* begin Provided data *
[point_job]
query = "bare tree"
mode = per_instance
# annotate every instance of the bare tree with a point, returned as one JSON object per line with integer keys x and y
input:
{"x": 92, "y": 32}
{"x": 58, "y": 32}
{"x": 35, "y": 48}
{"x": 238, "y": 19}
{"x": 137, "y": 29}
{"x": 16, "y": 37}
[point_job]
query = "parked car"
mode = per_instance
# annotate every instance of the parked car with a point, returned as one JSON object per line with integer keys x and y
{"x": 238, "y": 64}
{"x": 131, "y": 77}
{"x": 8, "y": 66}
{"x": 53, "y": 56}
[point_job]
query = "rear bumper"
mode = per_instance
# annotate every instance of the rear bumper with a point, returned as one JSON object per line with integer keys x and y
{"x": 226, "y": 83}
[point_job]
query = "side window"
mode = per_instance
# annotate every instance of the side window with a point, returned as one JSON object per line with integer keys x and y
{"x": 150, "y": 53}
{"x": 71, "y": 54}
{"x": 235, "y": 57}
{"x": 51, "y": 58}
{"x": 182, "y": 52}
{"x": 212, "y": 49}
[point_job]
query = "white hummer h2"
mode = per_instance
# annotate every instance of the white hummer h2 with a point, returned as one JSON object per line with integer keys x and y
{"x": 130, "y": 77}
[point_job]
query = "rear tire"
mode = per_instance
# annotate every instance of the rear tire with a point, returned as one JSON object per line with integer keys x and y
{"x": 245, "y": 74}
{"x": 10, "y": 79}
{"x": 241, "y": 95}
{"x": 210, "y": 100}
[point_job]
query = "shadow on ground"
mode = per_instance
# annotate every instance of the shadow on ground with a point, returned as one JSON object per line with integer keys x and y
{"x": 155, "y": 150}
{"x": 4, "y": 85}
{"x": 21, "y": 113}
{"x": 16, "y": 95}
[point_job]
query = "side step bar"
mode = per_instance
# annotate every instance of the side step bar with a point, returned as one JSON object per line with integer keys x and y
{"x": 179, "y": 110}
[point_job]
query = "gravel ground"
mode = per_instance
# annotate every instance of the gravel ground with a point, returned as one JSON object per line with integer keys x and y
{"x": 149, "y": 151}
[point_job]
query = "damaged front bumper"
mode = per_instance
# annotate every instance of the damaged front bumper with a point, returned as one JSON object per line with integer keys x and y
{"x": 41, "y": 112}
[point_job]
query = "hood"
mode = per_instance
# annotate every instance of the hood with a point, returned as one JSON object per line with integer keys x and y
* end Provided data *
» What you will do: Quote each line of the listing above exactly.

» Exercise result:
[point_job]
query = "bare tree"
mode = per_instance
# annotate every instance of the bare tree with a point, returned as one JSON object per line with integer keys x and y
input:
{"x": 92, "y": 32}
{"x": 58, "y": 32}
{"x": 35, "y": 48}
{"x": 238, "y": 19}
{"x": 137, "y": 29}
{"x": 16, "y": 37}
[point_job]
query = "parked car"
mode = per_instance
# annotate every instance of the parked car with a point, returned as one JSON object per line with integer keys x and y
{"x": 238, "y": 64}
{"x": 131, "y": 77}
{"x": 8, "y": 66}
{"x": 53, "y": 56}
[point_job]
query = "rear bumper"
mode = per_instance
# annotate every instance of the rear bumper with a point, returned as one JSON object per line with integer keys x and y
{"x": 226, "y": 83}
[point_job]
query = "side window"
mode = per_instance
# annotate every instance of the side window with a point, returned as one JSON object per line with integer keys x and y
{"x": 150, "y": 53}
{"x": 71, "y": 54}
{"x": 235, "y": 57}
{"x": 51, "y": 58}
{"x": 182, "y": 52}
{"x": 212, "y": 49}
[point_job]
query = "white hummer h2"
mode = per_instance
# annotate every instance of the white hummer h2 with a point, returned as one JSON object per line with integer keys x and y
{"x": 130, "y": 77}
[point_job]
query = "rear tire"
mode = per_instance
# annotate every instance of the rear tire with a point, returned as one JSON object per line with integer keys x and y
{"x": 245, "y": 74}
{"x": 10, "y": 79}
{"x": 241, "y": 95}
{"x": 210, "y": 100}
[point_job]
query = "shadow on ground"
mode = per_instance
# annotate every instance of the shadow on ground with a point, returned as one JSON object per line with integer keys x and y
{"x": 155, "y": 150}
{"x": 4, "y": 85}
{"x": 21, "y": 113}
{"x": 16, "y": 95}
[point_job]
query = "side step bar"
mode = per_instance
# annotate every instance of the side step bar with a point, returned as one JSON object per line with integer keys x and y
{"x": 179, "y": 110}
[point_job]
query = "gravel ground"
mode = per_instance
# annotate every instance of the gravel ground with a point, returned as one JSON object per line with integer keys x and y
{"x": 149, "y": 151}
[point_job]
query = "damaged front bumper"
mode = per_instance
# annotate every instance of the damaged front bumper with a point, returned as one JSON object per line with integer keys x and y
{"x": 41, "y": 112}
[point_job]
query = "hood"
mode = per_instance
# annotate every instance of the hood with a point, returned as one JSON object per line with integer keys x and y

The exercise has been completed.